A block of data:
· · ·

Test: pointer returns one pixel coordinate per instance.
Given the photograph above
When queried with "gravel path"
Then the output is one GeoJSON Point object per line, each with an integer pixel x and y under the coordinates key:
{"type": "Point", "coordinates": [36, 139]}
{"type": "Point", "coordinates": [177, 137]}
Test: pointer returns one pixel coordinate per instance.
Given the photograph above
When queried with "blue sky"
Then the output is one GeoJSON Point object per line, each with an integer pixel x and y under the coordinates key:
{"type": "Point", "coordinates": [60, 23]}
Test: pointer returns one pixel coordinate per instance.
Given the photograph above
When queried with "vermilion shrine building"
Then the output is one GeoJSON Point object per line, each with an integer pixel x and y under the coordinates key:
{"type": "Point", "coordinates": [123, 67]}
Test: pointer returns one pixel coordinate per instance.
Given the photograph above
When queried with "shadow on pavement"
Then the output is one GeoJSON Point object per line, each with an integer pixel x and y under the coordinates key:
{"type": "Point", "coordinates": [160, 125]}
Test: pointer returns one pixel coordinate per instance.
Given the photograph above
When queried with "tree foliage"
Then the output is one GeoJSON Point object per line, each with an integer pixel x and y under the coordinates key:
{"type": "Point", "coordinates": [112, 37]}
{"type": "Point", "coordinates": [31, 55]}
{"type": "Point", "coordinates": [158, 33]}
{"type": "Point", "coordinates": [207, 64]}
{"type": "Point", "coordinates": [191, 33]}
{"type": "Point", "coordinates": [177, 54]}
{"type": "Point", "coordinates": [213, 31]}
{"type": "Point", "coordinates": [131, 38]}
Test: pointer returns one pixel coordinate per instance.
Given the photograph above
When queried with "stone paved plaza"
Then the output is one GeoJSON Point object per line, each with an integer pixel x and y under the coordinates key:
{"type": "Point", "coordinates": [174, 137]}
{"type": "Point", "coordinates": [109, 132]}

· · ·

▶ [What the task asks]
Reproduce every line of the entries above in full, and subtract 12 from each x and y pixel coordinate in the GeoJSON Point lines.

▶ [Response to this task]
Test: pointer returns one pixel coordinate per instance.
Given the photograph above
When queried with "gravel path"
Then the output is one GeoJSON Point object per line, each with an integer pixel x and y under the coordinates key:
{"type": "Point", "coordinates": [24, 127]}
{"type": "Point", "coordinates": [165, 125]}
Test: pointer returns one pixel coordinate per instance.
Given the photograph above
When queried with "blue sky"
Then the output is one GeoJSON Point object per line, each with an integer pixel x and y under the coordinates key:
{"type": "Point", "coordinates": [48, 11]}
Test: pointer returns one pixel coordinate per instance.
Given the photograph above
When queried with "vermilion shrine building"
Then the output is one GeoJSON Point object per line, each with an integer pixel x and y under the coordinates key:
{"type": "Point", "coordinates": [111, 55]}
Test: pointer returns one pixel coordinate per instance.
Given the photograph above
When queried with "shadow on pavement"
Then the output is one GeoJSON Point object per line, each with an integer pixel x and y under the coordinates key:
{"type": "Point", "coordinates": [148, 113]}
Test: pointer returns one pixel coordinate per instance.
Given the photograph above
When queried with "tree foliage"
Then the output is one GeoJSON Point object per line, each with an integer pixel x and y under the coordinates key:
{"type": "Point", "coordinates": [100, 25]}
{"type": "Point", "coordinates": [19, 43]}
{"type": "Point", "coordinates": [146, 21]}
{"type": "Point", "coordinates": [195, 52]}
{"type": "Point", "coordinates": [179, 21]}
{"type": "Point", "coordinates": [165, 42]}
{"type": "Point", "coordinates": [201, 19]}
{"type": "Point", "coordinates": [119, 26]}
Test: pointer returns one pixel coordinate per instance.
Given the photograph above
When queried with "stone paved plaza"
Then the output is one GeoJSON Point object per line, each with an integer pixel x and y under the coordinates key:
{"type": "Point", "coordinates": [162, 125]}
{"type": "Point", "coordinates": [97, 120]}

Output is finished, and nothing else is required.